## What the task requires
From the text below about OPay and Nigeria, quote every sentence that mentions OPay, in either spelling.

*** Text segment Section Begins ***

If Opay still have money to burn, they can shift $2M at my end, let’s try something with real prospect of surviving and thriving beyond this enclave called Nigeria.
From many data I have seen and analysed, it’s safe to say that Nigeria is perhaps the most overrrated country on earth. Not many will understand it, but look closely at those entities you may think are doing well, still not purely on business acumen or market forces; there’s one an untold element involved.
Nothing is surprising in Nigeria, you just have to dream responsibly here, dreaming uncontrollably here is a shortcut to suicide; it won’t end well.
First, you need to read ‘How to be a Nigerian’, then you read ‘How to be successful as a Nigerian’.
As always, it’s not the despair that kills, but rather the hope…
Having a Nigerian passport or being birthed in Nigeria does not make you a Nigerian.
I guess what makes us is something left to the imagination.
I hope you bring me on this journey of testing the ground with the $2m dollars.
I know it will be a great experience.
Well said. It’s not the despair, but rather the hope.
Apart from the peculiarity of the Nigerian market and the policy somasaults on the government’s part, was OPay’s strategy sustainable in the first place?
I do not think so.
It will be inaccurate (and unfair) if we ended up demarketing Nigeria’s emerging digital economy over OPay’s bound-to-fail strategy.

*** Text segment Section Ends ***
*** Data extract Section Begins ***

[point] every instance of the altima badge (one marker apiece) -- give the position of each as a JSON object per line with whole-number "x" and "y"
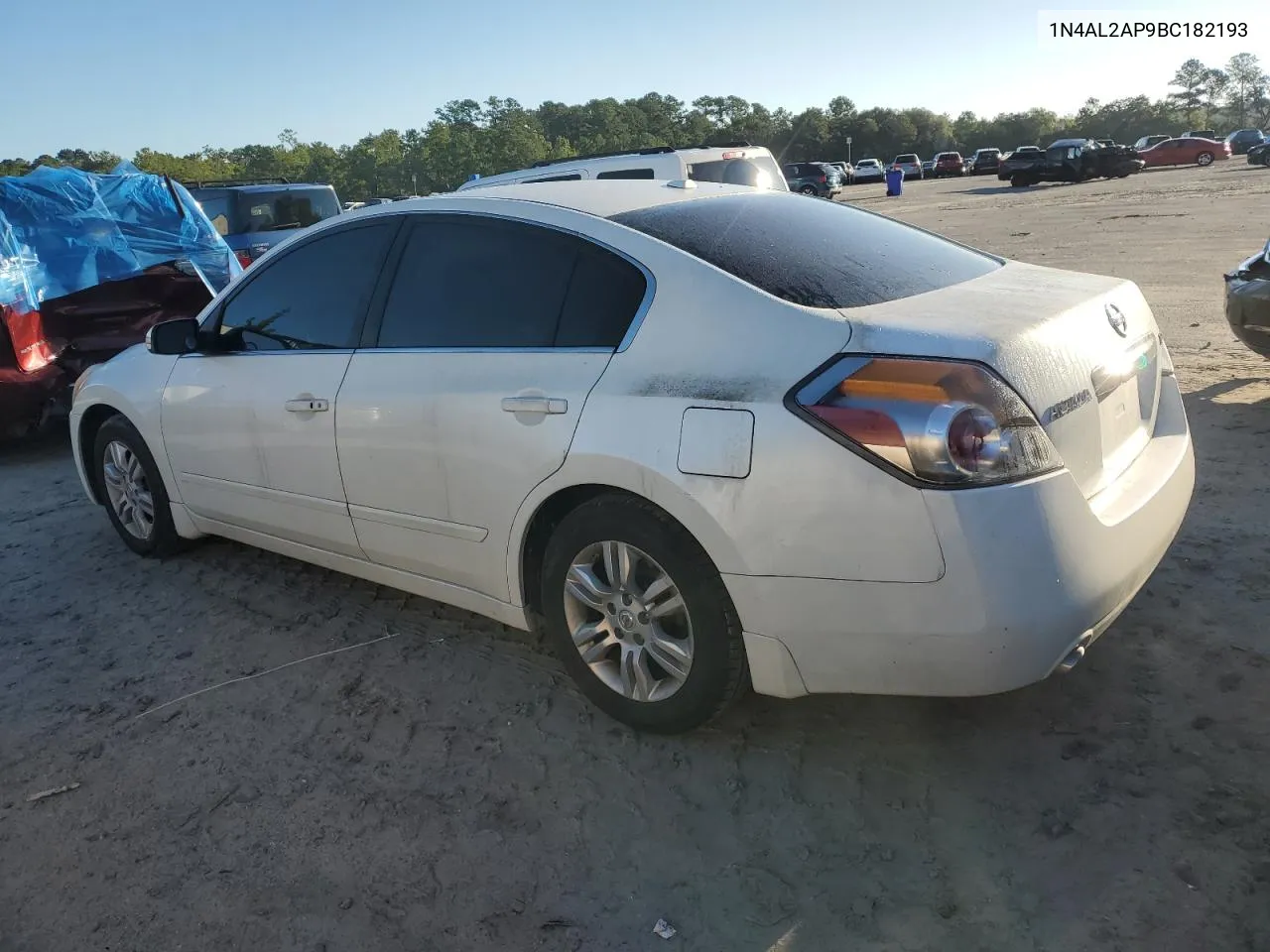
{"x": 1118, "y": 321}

*** Data extract Section Ends ***

## Solution to the exercise
- If Opay still have money to burn, they can shift $2M at my end, let’s try something with real prospect of surviving and thriving beyond this enclave called Nigeria.
- Apart from the peculiarity of the Nigerian market and the policy somasaults on the government’s part, was OPay’s strategy sustainable in the first place?
- It will be inaccurate (and unfair) if we ended up demarketing Nigeria’s emerging digital economy over OPay’s bound-to-fail strategy.